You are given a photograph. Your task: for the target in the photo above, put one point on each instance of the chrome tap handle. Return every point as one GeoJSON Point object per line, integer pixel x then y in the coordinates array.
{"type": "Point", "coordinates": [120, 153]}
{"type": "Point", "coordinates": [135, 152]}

...

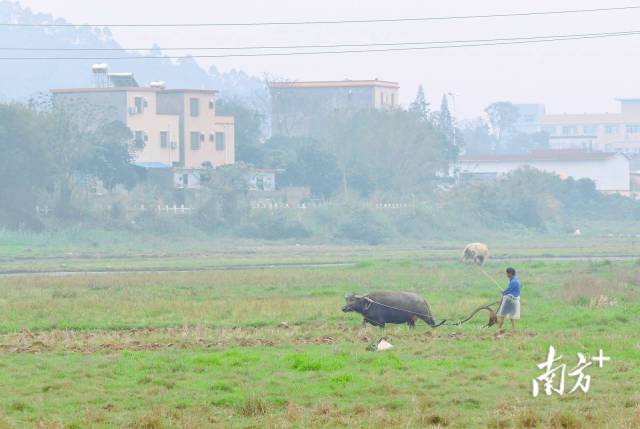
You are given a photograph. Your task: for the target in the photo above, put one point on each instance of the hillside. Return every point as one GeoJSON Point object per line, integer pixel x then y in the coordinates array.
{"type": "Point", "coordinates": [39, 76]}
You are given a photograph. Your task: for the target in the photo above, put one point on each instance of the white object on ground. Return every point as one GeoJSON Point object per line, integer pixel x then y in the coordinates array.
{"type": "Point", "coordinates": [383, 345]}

---

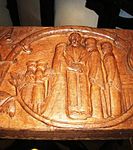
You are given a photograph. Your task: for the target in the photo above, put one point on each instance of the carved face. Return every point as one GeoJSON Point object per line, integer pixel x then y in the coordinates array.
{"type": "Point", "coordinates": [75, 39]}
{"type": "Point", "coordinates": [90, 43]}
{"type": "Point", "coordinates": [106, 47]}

- THE EXERCISE: Count the lines in the records above that contain the string "handle". Reply with the number only.

- EXERCISE OUTPUT: 1